TEXTO:
• • •
E foi então que, mesmo depois de encerrar a carreira no esporte, a sensação de classificação para mais uma Olimpíada voltou. Dessa vez, a convocação havia sido feita na mesa de um restaurante. O mesmo frio na barriga, o mesmo peso bom da responsabilidade de representar um país, um ideal, a mesma seriedade na dedicação da rotina diária, as noites sem dormir. Tudo de novo, e tudo muito bom. A vida é cíclica e, às vezes, os ciclos se entrelaçam e esboçam que a próxima tela terá as mesmas tintas, mas será um quadro totalmente diferente.

Há um paralelo invisível, mas profundamente similar entre o passado de atleta olímpica e o que vivemos aqui na Oeste. E esse paralelo não é apenas de minha parte. Depois da honra do convite de nosso mestre Guzzo, quando pude conversar ao longo de todo este primeiro ano com vários profissionais da revista, como meu incrível editor Kaíke Nanne com quem discuto ideias toda semana, foi inevitável pensar que mais uma Olimpíada estava à minha frente, apenas pelo incrível nível de comprometimento, seriedade e dedicação de cada membro da equipe.

Mas aqui, na Oeste, há muito mais similaridades com o esporte olímpico do que as pessoas imaginam. Quando me perguntam algum “segredo”, algo que possa ter feito a diferença, para que eu conseguisse competir em quatro Olimpíadas, volto às lições do meu velho. A sabedoria de se colocar perto de pessoas melhores que você, indivíduos que o empurrarão para o seu melhor, que possam tirá-lo da zona de conforto e fazer crescer, que possam lhe apresentar o medo para que você encontre e revele sua coragem.

Quando iniciamos o projeto da Oeste, foi solicitado que enviássemos um vídeo curto com algumas palavras sobre o que pensamos acerca da civilização ocidental, o Oeste. Aqui, repito o que disse em meu vídeo: que a proposta da revista é enaltecer, proteger e reafirmar o valor da liberdade, elemento que sustenta pilares sólidos de nações prósperas. Sem ela, não há imprensa, não há boas ideias, não há crescimento econômico.

Em tempos estranhos, com liberdades sendo cerceadas todos os dias, dê uma chegadinha ali no YouTube e assista ao inesquecível discurso de Reagan no Portão de Brandemburgo, em Berlim, quando disse a inspiradora frase: “Mr. Gorbachev, tear down this wall!” (Senhor Gorbachev, derrube esse muro!).
• • •
MATERIAL FORNECIDO:
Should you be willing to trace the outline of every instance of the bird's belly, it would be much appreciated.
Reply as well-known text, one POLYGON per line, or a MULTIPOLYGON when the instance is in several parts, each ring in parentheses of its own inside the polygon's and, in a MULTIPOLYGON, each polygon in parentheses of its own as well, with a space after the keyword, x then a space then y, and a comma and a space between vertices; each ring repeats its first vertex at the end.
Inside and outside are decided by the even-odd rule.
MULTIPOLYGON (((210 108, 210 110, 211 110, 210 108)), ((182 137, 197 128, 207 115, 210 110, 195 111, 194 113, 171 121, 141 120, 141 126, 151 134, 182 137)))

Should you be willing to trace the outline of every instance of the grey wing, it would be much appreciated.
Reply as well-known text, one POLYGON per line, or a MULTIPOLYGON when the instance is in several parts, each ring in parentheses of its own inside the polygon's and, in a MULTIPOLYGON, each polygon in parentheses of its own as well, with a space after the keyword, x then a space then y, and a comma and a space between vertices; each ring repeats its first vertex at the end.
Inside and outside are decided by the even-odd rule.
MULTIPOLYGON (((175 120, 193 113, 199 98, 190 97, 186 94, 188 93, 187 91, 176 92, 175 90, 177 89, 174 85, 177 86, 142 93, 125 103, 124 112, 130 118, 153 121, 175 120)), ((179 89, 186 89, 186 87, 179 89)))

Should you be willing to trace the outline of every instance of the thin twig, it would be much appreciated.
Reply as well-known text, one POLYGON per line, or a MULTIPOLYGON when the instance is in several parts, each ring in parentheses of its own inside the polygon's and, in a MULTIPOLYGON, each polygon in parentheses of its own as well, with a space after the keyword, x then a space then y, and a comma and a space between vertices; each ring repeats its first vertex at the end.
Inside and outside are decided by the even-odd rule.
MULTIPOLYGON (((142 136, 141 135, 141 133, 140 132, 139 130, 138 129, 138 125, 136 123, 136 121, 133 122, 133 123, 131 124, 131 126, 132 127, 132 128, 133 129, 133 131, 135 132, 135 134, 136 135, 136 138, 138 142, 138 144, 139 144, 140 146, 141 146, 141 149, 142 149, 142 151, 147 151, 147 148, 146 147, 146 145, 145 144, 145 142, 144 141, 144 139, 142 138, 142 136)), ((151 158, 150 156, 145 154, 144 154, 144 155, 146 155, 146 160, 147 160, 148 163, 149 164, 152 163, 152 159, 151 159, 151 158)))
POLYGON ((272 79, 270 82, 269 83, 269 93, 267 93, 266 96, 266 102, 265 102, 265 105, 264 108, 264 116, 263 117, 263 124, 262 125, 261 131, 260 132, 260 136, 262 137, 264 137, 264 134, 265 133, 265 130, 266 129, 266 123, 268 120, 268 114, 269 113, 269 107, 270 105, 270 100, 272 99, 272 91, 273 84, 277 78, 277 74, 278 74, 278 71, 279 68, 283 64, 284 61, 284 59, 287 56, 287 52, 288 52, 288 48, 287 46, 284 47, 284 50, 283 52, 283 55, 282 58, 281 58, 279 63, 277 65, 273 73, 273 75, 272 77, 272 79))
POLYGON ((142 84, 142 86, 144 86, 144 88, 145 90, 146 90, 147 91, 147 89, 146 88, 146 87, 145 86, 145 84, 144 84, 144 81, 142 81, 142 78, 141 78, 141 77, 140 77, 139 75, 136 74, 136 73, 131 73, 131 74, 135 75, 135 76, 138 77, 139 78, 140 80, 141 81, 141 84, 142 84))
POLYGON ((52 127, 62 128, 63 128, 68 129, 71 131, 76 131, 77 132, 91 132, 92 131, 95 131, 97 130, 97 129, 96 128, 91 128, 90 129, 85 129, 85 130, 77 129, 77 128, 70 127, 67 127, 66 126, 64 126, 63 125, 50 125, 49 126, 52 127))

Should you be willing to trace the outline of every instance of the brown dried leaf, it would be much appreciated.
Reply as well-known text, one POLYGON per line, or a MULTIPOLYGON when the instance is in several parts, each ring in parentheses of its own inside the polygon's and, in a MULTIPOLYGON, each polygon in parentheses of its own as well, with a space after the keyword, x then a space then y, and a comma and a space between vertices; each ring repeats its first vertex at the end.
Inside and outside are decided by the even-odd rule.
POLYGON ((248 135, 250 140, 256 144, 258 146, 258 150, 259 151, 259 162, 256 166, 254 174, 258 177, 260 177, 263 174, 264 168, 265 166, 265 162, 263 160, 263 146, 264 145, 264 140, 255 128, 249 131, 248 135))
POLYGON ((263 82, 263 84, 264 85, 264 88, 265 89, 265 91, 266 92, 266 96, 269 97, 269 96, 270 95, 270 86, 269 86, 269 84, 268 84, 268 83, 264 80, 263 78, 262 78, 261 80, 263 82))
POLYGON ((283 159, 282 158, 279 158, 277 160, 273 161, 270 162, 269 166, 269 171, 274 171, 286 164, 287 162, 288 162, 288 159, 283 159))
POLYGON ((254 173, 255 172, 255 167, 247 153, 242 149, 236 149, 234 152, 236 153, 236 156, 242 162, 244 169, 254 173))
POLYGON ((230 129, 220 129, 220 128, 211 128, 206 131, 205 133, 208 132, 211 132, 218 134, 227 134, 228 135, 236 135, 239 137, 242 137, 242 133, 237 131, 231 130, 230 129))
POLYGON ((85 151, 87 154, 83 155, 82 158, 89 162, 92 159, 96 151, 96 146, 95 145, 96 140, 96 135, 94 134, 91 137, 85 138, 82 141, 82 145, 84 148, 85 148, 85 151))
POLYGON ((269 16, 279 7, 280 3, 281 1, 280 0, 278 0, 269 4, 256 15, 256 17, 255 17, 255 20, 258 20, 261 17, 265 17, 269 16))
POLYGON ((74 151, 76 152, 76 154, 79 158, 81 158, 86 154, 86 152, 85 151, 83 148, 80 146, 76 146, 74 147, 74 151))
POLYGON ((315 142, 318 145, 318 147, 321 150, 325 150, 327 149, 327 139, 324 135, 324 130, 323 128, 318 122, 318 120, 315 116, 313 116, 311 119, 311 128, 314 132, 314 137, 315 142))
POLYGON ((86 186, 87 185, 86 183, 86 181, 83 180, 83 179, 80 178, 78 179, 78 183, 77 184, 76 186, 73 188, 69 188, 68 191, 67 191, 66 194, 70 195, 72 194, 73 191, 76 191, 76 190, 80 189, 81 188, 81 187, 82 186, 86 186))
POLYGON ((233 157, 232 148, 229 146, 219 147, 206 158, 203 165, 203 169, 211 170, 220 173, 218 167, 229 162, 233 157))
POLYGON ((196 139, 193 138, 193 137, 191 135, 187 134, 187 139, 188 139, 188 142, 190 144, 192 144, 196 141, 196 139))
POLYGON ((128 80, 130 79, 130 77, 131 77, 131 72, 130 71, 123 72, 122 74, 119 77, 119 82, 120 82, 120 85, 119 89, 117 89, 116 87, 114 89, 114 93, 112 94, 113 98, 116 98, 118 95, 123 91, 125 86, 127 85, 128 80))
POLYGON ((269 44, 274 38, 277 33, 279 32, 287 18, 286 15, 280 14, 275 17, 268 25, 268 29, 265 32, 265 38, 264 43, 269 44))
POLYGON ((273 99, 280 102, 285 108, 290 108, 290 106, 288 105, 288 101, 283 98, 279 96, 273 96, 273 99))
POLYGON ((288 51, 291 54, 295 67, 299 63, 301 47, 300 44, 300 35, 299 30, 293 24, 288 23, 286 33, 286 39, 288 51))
• • •
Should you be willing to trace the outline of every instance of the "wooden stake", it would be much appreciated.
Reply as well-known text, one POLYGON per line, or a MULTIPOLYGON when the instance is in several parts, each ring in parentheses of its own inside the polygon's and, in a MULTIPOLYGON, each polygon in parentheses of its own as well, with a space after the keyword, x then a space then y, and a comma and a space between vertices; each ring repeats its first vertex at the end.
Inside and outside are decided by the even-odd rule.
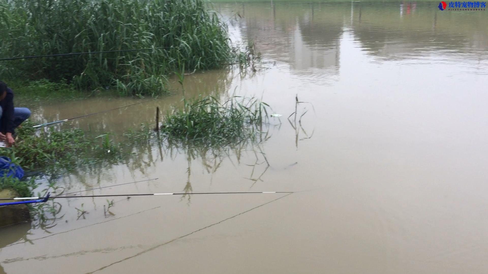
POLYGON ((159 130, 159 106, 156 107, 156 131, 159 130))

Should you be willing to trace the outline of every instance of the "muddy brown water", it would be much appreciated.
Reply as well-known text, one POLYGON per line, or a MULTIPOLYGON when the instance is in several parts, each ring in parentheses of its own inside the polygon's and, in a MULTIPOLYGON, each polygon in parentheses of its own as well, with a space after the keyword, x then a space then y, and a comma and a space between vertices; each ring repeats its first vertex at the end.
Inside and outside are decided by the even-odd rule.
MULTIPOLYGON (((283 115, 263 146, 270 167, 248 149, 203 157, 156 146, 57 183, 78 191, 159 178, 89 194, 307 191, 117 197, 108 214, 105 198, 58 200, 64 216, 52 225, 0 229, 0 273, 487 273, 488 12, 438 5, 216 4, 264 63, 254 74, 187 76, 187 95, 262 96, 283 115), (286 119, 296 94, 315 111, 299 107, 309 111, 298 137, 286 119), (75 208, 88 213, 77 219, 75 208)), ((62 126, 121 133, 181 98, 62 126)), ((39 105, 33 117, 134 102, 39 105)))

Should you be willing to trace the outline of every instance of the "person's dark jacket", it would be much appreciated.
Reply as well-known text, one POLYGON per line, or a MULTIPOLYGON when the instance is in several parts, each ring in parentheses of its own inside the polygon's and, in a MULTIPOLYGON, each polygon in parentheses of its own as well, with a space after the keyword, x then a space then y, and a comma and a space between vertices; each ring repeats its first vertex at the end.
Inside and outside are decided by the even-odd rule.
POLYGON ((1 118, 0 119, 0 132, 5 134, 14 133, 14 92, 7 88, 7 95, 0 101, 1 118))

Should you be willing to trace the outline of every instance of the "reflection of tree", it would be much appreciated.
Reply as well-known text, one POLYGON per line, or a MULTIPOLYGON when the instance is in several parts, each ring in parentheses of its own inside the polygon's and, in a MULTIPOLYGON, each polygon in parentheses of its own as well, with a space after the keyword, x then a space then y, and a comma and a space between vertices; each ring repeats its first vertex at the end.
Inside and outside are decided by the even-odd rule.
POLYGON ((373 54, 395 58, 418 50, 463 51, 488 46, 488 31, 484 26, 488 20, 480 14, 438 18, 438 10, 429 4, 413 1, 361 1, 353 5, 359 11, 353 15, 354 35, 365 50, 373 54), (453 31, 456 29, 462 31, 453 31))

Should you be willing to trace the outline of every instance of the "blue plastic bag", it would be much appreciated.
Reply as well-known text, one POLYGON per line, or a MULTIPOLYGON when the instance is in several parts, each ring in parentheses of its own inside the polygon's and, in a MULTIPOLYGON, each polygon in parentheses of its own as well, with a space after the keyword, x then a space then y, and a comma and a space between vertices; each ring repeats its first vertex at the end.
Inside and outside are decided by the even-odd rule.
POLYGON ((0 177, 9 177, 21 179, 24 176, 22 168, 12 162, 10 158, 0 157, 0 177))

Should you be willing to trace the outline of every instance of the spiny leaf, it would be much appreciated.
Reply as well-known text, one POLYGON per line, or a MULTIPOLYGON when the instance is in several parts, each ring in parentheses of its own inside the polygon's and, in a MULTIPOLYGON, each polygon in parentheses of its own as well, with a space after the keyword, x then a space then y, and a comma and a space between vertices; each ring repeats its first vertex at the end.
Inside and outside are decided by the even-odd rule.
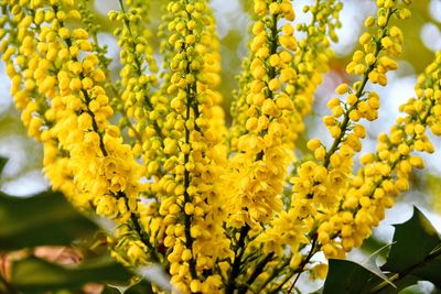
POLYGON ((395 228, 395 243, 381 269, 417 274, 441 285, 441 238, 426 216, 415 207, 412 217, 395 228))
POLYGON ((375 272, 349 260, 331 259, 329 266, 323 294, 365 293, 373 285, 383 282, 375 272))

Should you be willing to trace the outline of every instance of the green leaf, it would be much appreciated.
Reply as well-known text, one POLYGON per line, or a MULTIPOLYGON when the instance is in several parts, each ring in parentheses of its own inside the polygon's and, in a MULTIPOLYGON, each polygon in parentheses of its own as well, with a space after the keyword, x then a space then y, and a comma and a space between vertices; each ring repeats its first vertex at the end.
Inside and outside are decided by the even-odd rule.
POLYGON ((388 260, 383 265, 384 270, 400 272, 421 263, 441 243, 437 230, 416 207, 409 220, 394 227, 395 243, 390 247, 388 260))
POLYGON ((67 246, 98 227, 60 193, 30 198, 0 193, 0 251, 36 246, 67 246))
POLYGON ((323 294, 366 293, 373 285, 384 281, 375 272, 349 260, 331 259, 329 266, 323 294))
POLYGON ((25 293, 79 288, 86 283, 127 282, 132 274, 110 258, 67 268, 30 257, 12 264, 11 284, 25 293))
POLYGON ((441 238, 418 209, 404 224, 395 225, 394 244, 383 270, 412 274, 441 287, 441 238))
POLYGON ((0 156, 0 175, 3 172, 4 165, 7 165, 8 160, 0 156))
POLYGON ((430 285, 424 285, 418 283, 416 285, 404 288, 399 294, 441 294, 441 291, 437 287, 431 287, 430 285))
• • •
OBJETIVO DO EXERCÍCIO: Atualize o texto sobre a revista Oeste: reescreva o trecho entre “Quando iniciamos o” e “há crescimento econômico.”, inclusive, trocando “civilização ocidental” por “cultura ocidental”.

SUA RESPOSTA:
Quando iniciamos o projeto da Oeste, foi solicitado que enviássemos um vídeo curto com algumas palavras sobre o que pensamos acerca da cultura ocidental, o Oeste. Aqui, repito o que disse em meu vídeo: que a proposta da revista é enaltecer, proteger e reafirmar o valor da liberdade, elemento que sustenta pilares sólidos de nações prósperas. Sem ela, não há imprensa, não há boas ideias, não há crescimento econômico.